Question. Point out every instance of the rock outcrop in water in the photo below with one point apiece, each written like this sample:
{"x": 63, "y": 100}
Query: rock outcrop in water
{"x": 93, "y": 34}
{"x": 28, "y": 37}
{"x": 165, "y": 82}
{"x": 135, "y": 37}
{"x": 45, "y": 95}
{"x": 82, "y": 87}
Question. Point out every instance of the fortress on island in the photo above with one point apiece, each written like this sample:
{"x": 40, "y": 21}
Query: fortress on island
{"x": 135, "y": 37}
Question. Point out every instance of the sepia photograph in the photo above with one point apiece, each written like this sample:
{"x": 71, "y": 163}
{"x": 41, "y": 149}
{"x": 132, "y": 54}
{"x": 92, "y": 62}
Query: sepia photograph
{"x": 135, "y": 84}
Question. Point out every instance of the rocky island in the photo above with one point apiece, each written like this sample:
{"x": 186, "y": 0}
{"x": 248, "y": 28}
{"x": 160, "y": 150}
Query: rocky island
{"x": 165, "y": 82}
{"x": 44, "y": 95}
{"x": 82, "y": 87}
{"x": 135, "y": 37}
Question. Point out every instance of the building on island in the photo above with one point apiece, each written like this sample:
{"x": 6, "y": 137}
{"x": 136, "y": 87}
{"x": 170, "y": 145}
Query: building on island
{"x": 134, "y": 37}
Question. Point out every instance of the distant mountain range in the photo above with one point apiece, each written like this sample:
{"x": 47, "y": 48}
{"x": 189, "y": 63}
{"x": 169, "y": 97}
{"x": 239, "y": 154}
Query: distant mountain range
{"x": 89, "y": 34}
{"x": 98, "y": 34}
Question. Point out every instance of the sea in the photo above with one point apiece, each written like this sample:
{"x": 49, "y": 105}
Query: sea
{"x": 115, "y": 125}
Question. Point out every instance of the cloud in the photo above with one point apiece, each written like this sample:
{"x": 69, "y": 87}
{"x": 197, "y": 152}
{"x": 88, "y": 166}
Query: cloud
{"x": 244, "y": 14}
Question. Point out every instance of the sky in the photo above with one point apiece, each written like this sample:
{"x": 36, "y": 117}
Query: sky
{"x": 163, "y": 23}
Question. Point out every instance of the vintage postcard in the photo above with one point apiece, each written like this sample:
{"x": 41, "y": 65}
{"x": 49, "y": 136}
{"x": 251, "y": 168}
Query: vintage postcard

[What you will do] Reproduce the stretch of rows from the line containing "Question. Point out every instance of the building" through the last row, requests included, shifting every coordinate in the answers up by 12. Leave the requests and their sample points unchanged.

[Solution below]
Question. Point out every instance of the building on island in the photo above with one point apiece, each written like this sample:
{"x": 6, "y": 137}
{"x": 136, "y": 87}
{"x": 170, "y": 145}
Query: building on island
{"x": 146, "y": 49}
Question. Point out every instance of the distant mountain range in the photo above with one point apiece, each written like this sample:
{"x": 47, "y": 48}
{"x": 189, "y": 63}
{"x": 169, "y": 97}
{"x": 239, "y": 154}
Query: distant mountain range
{"x": 101, "y": 46}
{"x": 110, "y": 46}
Question. Point out every instance of the sea in the photo above with one point apiece, each written like this sample:
{"x": 49, "y": 105}
Query: sea
{"x": 127, "y": 137}
Question. Point out every instance of the cloud in the photo above with one point apiece, each written like this sample:
{"x": 69, "y": 87}
{"x": 197, "y": 152}
{"x": 88, "y": 166}
Query: cloud
{"x": 256, "y": 26}
Question. Point out every instance of the sky in the photo above with one point apiece, each written like this sample:
{"x": 36, "y": 117}
Query: sky
{"x": 175, "y": 35}
Question. Point out every instance of the vintage postcard in the photo above with one point apiece, each written like this sample:
{"x": 41, "y": 65}
{"x": 49, "y": 136}
{"x": 251, "y": 168}
Query: vintage postcard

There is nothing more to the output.